What you need to do
Pull every line of the listing below into your answer word for word, leaving out the pictures.

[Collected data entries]

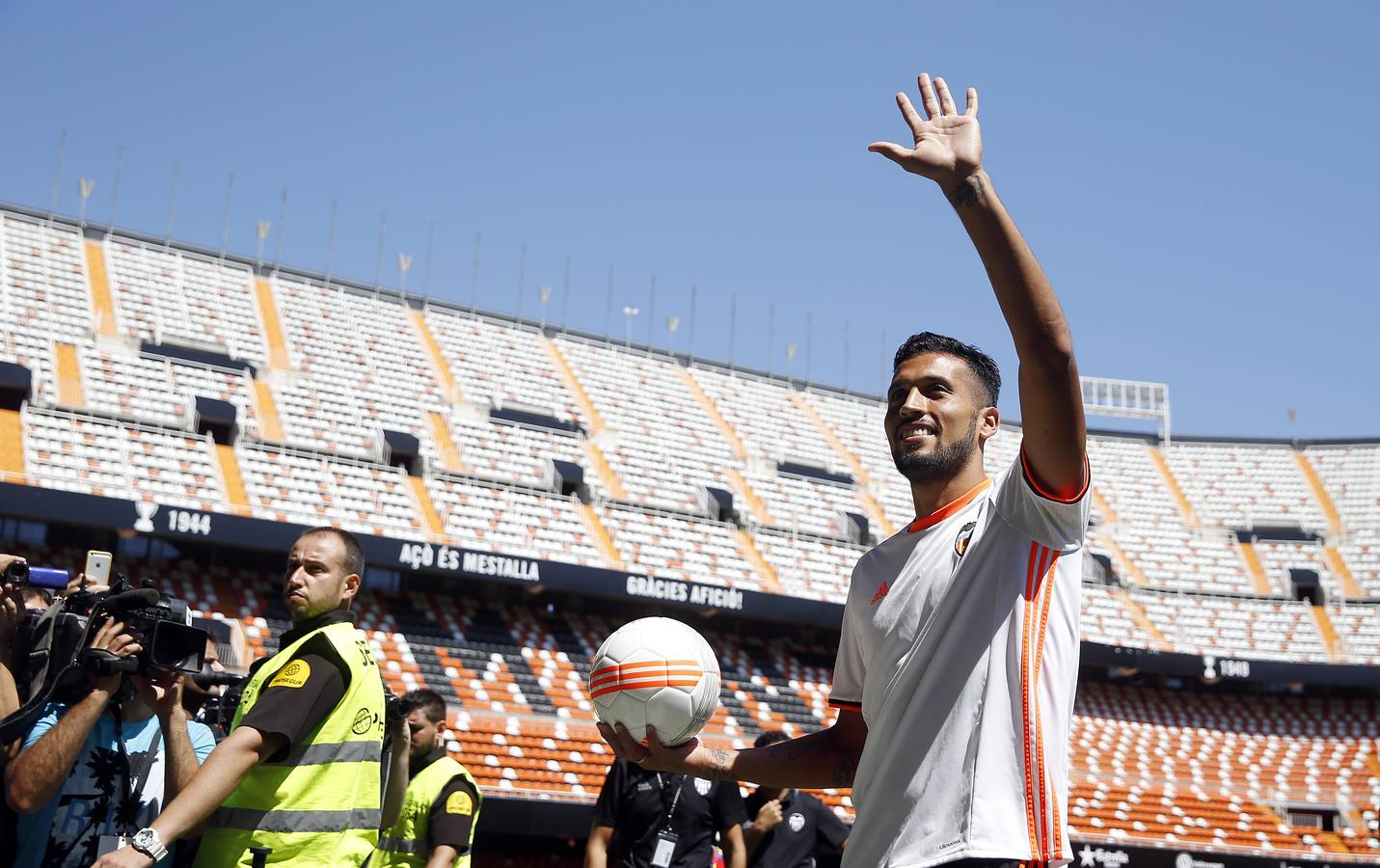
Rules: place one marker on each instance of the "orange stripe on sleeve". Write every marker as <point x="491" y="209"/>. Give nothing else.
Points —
<point x="1025" y="700"/>
<point x="1047" y="588"/>
<point x="1038" y="489"/>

Worked solution
Rules: place one marker on each instance of the "orange stripe on sleeve". Write every marker as <point x="491" y="209"/>. Give nothing else.
Points —
<point x="1025" y="700"/>
<point x="1047" y="588"/>
<point x="1038" y="489"/>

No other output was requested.